(Coordinate annotation entries)
####

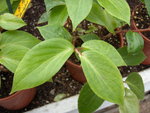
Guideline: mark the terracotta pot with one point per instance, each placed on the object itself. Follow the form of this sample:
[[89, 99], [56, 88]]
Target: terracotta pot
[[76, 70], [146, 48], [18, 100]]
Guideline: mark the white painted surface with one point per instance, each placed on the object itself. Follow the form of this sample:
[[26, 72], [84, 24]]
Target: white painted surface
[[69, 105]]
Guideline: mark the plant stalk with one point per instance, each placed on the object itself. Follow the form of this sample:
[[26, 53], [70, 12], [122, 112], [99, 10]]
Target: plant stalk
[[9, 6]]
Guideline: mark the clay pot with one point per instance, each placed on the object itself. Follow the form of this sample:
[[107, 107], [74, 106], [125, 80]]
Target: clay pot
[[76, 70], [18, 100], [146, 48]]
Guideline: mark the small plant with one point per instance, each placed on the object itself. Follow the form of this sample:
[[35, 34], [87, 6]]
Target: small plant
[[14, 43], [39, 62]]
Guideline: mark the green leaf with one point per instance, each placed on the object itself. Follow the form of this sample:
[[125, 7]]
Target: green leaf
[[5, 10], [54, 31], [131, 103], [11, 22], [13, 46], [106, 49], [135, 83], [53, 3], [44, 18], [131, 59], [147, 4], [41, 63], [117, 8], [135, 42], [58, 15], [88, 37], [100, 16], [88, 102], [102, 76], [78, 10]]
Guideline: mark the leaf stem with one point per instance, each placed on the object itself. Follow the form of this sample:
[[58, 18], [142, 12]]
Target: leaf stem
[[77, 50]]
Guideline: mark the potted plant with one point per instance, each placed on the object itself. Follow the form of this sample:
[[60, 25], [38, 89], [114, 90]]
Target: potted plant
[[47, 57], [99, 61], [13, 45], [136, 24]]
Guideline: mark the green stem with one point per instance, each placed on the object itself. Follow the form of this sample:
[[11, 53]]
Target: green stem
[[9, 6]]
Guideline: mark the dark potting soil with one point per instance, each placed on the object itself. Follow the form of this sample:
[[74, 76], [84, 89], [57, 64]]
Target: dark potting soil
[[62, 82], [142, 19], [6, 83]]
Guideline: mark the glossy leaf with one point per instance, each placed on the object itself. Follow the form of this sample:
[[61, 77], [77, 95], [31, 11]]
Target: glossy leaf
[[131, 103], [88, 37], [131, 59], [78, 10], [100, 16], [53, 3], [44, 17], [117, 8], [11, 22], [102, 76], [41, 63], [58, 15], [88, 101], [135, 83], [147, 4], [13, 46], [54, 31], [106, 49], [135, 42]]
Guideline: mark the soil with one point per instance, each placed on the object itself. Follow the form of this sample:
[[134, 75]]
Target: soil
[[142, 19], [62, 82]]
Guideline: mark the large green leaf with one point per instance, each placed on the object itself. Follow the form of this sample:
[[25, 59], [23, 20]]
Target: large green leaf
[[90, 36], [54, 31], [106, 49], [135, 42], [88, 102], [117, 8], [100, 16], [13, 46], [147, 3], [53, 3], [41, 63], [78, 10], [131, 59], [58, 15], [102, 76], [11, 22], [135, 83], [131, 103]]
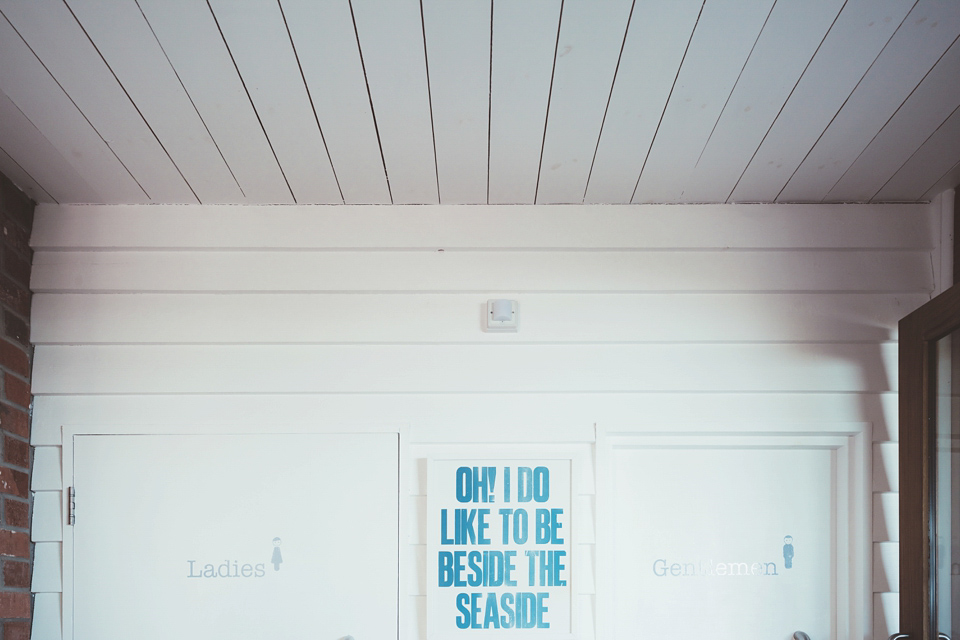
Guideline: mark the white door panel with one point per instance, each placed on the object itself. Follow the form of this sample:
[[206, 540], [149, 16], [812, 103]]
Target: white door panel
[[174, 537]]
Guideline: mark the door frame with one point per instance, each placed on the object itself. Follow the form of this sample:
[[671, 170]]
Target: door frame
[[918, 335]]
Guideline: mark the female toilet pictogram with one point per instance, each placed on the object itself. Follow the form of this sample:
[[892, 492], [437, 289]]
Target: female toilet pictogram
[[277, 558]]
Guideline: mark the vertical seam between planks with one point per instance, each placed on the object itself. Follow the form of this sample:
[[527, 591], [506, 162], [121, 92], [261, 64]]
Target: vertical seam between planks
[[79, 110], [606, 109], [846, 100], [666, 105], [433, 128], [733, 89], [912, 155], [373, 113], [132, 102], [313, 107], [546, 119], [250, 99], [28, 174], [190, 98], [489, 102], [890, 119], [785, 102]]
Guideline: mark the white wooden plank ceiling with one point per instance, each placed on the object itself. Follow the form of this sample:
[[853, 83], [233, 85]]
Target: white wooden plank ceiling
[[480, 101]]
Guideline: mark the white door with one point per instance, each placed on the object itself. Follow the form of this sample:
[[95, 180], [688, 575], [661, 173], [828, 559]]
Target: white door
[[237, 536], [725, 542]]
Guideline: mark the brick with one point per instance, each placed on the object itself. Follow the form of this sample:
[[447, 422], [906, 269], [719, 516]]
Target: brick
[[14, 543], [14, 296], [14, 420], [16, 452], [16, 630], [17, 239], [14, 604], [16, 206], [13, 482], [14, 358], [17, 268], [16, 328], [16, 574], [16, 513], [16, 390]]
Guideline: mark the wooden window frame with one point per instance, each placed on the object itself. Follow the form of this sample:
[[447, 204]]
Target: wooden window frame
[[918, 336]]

####

### Written request
Quote the data above in full, leaving out the pictures it holds.

### Solution to this task
Guideline: mark the terracotta pot with one point per instance, each placed on the object itself. Follow the form of this sample:
[[89, 99], [56, 88]]
Target: terracotta pot
[[76, 70], [146, 48], [18, 100]]
Guideline: mark the white painted surface with one point per instance, each placed on the object itself. Follow the form of this sample:
[[26, 72], [84, 24]]
Target: white painted surface
[[69, 105]]
Guideline: mark the plant stalk with one point per instance, each placed on the object itself. Follow the form of this sample:
[[26, 53], [70, 12], [122, 112], [99, 10]]
Target: plant stalk
[[9, 6]]
Guideline: mark the clay pot with one point per instance, each placed on the object itself. Follow the form of this sample:
[[107, 107], [74, 106], [125, 80]]
Target: clay pot
[[76, 70], [18, 100], [146, 48]]
Guideline: mark the small plant with one point per instance, each placed on the object itself. Follow the form of this sample:
[[35, 34], [87, 6]]
Target: small plant
[[14, 43], [39, 62]]
Guideline: mark the green leaf with one point per instance, each placed on the object itself. Follow the form of this sample:
[[125, 7]]
Target: green leaf
[[5, 10], [54, 31], [131, 103], [11, 22], [13, 46], [106, 49], [135, 83], [53, 3], [44, 18], [131, 59], [147, 4], [41, 63], [117, 8], [135, 42], [58, 15], [88, 37], [100, 16], [88, 102], [102, 76], [78, 10]]
Guideline: mark the leaf stem with one point per instance, each placed on the object itself. Follow the form of this sample:
[[58, 18], [142, 12]]
Target: leaf stem
[[77, 50]]
Guideline: mark the potted plant with one point per instance, each placed on the object itself. Follow the form of this sample:
[[60, 25], [38, 89], [114, 90]]
Target: potted plant
[[47, 57], [99, 61], [13, 45], [136, 24]]
Guideline: mark the green stem with one point per instance, each placed on the object itself. Follow the form of this sample:
[[11, 53]]
Target: green stem
[[9, 6]]
Guideline: mark the dark potting soil with one point per instance, each placed on the object itself. Follow the form of this sample:
[[74, 76], [84, 89], [57, 64]]
Target: dark potting soil
[[62, 82], [142, 19], [6, 83]]
Guideline: mark the glossy leaf with one point per instance, each placed on the object itself. Follow the form of this sample:
[[61, 77], [77, 95], [31, 11]]
Target: glossy leaf
[[131, 103], [88, 37], [131, 59], [78, 10], [100, 16], [53, 3], [44, 17], [117, 8], [11, 22], [102, 76], [41, 63], [58, 15], [88, 101], [135, 83], [147, 4], [13, 46], [54, 31], [106, 49], [135, 42]]
Guideline: mark the soil with one point per instance, each placed on the object itself. Follow the form of this sample:
[[134, 75]]
Target: soil
[[142, 19], [62, 82]]
Guideline: mark the large green leaf with one point per instance, each placed on the object itself. Follow the form of this sample:
[[25, 59], [23, 20]]
Target: large green leaf
[[90, 36], [54, 31], [106, 49], [135, 42], [88, 102], [117, 8], [100, 16], [13, 46], [147, 3], [53, 3], [41, 63], [78, 10], [131, 59], [58, 15], [102, 76], [11, 22], [135, 83], [131, 103]]
Guideline: mark the white door panel with one point per instance, each placed on the object itself. Follow the form of this sample:
[[206, 540], [149, 16], [812, 103]]
Target: white door panel
[[174, 537]]
Guideline: mark the door frame with one point per instance, each placed on the object itself. Follow the form of this sample:
[[671, 170]]
Target: door frame
[[918, 335]]
Guideline: mark the female toilet pictogram with one point per instance, each placed on the object itself. Follow the form of this sample:
[[892, 492], [437, 289]]
Target: female toilet pictogram
[[277, 558]]
Guideline: mark the vertical seam between planks with one point per instance, each placed on the object itself. Follow the form of this sample:
[[527, 591], [506, 162], [121, 92], [261, 64]]
Target: vertical seam between planks
[[79, 110], [606, 109], [846, 100], [666, 105], [433, 128], [733, 89], [912, 155], [373, 113], [132, 102], [313, 107], [546, 119], [250, 99], [28, 174], [190, 98], [489, 102], [890, 119], [785, 102]]
Guideline: mark the white wooden plank ceiling with one point per instance, each placed on the object itself. Follow the form of this sample:
[[853, 83], [233, 85]]
Target: white wooden plank ceiling
[[480, 101]]
Guideline: mark the white door with one point per instance, each placed on the object itself. Follow the form of this sample:
[[95, 180], [688, 575], [661, 173], [828, 559]]
Target: white door
[[237, 536], [725, 542]]
Guideline: mark the brick with one point per instance, each placed on the object itself. Follow the form of this sample:
[[447, 422], [906, 269], [719, 516]]
Target: brick
[[14, 543], [14, 296], [14, 420], [16, 452], [16, 630], [17, 239], [14, 604], [16, 206], [13, 482], [14, 358], [17, 268], [16, 328], [16, 574], [16, 513], [16, 390]]
Guideline: mark the wooden window frame with one point per instance, each placed on the object itself. Follow the form of this sample:
[[447, 204]]
Target: wooden window frame
[[918, 336]]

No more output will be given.